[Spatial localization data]
....
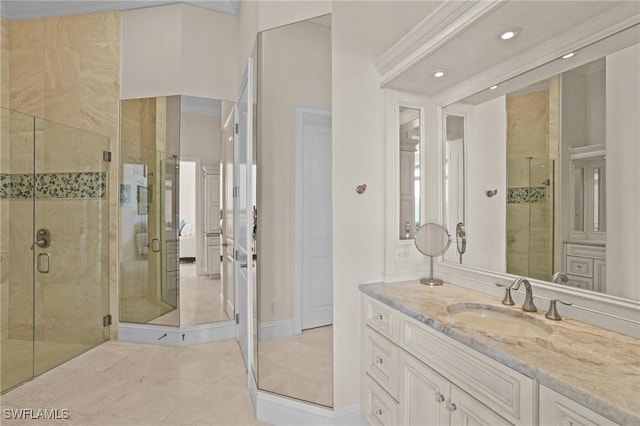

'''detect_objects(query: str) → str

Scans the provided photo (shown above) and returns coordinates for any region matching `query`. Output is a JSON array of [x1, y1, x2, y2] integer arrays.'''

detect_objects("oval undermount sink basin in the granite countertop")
[[447, 303, 553, 337]]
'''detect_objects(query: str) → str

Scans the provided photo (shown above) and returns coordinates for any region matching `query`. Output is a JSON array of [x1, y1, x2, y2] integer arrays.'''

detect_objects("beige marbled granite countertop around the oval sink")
[[360, 281, 640, 425]]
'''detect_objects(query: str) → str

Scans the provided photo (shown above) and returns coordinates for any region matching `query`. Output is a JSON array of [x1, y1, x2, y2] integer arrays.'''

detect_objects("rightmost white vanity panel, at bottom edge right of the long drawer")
[[538, 385, 617, 426]]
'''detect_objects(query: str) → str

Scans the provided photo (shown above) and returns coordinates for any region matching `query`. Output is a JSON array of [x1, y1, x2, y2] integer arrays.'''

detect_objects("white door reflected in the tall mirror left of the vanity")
[[296, 107, 333, 331]]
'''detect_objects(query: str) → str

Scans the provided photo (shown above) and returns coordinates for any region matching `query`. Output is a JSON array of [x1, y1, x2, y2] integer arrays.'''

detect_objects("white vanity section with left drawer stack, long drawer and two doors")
[[362, 296, 535, 426]]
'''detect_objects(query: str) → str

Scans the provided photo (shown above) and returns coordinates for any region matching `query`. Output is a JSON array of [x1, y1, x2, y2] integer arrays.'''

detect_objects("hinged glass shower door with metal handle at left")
[[30, 118, 109, 375]]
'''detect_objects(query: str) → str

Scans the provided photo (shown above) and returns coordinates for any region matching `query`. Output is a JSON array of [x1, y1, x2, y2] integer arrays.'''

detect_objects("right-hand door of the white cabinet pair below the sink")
[[447, 386, 512, 426]]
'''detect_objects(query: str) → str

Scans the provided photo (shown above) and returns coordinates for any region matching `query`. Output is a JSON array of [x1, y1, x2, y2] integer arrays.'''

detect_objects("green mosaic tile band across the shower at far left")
....
**Exercise directions**
In your copy, repeat each record exactly and include no pictures.

**Exercise output**
'''detect_objects(query: str) → str

Scans the provided photo (shown above) and returns coordinates for any region matching `query`. Output is a JSON array of [x1, y1, x2, y2] integer arrays.'''

detect_objects("oval undermount sink basin in the granite countertop")
[[447, 303, 553, 337]]
'''detect_objects(query: str) → str

Scans the provided photo (shown above) and returns coordinates for any region matching `query`. Output is a JSON array of [x1, y1, x2, y2] integer arrays.'''

detect_objects("beige marbled granite countertop around the oval sink")
[[360, 281, 640, 425]]
'''detect_objects(query: str) → str

Scans the provided photo (shown above) and returns coordinates for any region matching `query`. Output is a JSON array of [x1, y1, x2, y2] integer arrays.'''

detect_objects("rightmost white vanity panel, at bottom edge right of the long drawer")
[[538, 385, 617, 426]]
'''detect_objects(query: str) → str

Scans the provided photo (shown above) and returns coordinates for any region matching `query`. Output is a JSON array of [x1, y1, x2, y2] integer arrays.'''

detect_objects("white door reflected in the tall mirror left of the vanity")
[[296, 107, 333, 331]]
'''detect_objects(query: str) → str

Scans the provided photo (shown above) and returns coordinates for any region matching `query`. Output is a JSON array of [x1, y1, x2, y2] integer arrays.'''

detect_objects("white vanity section with left drawer stack, long drawer and two doors")
[[362, 296, 535, 426]]
'''detect_objects(query: str) → str

Scans the provided photo (shown above) and returns coordinates for any region matching `query`. Output is a JSON array of [x1, y1, x2, y2] integer arrays.'''

detect_objects("hinged glass shower door with metal handle at left")
[[30, 118, 109, 375]]
'''detect_objects(query: str) → str

Scans the provided photo (shown above) and returns coordinates for any region matching `query`. Output is a JSON array of [x1, y1, x2, y2] integer arrays.'''

detect_objects("right-hand door of the white cabinet pair below the sink")
[[447, 386, 512, 426]]
'''detect_objects(query: str) → str

Scans the provided photo (shown above) and returns coordinates for any region matching `query`. Output is a JSON array of [x1, y1, x2, y2] integer arrays.'''

detect_objects("green mosaic tile band across the shower at far left")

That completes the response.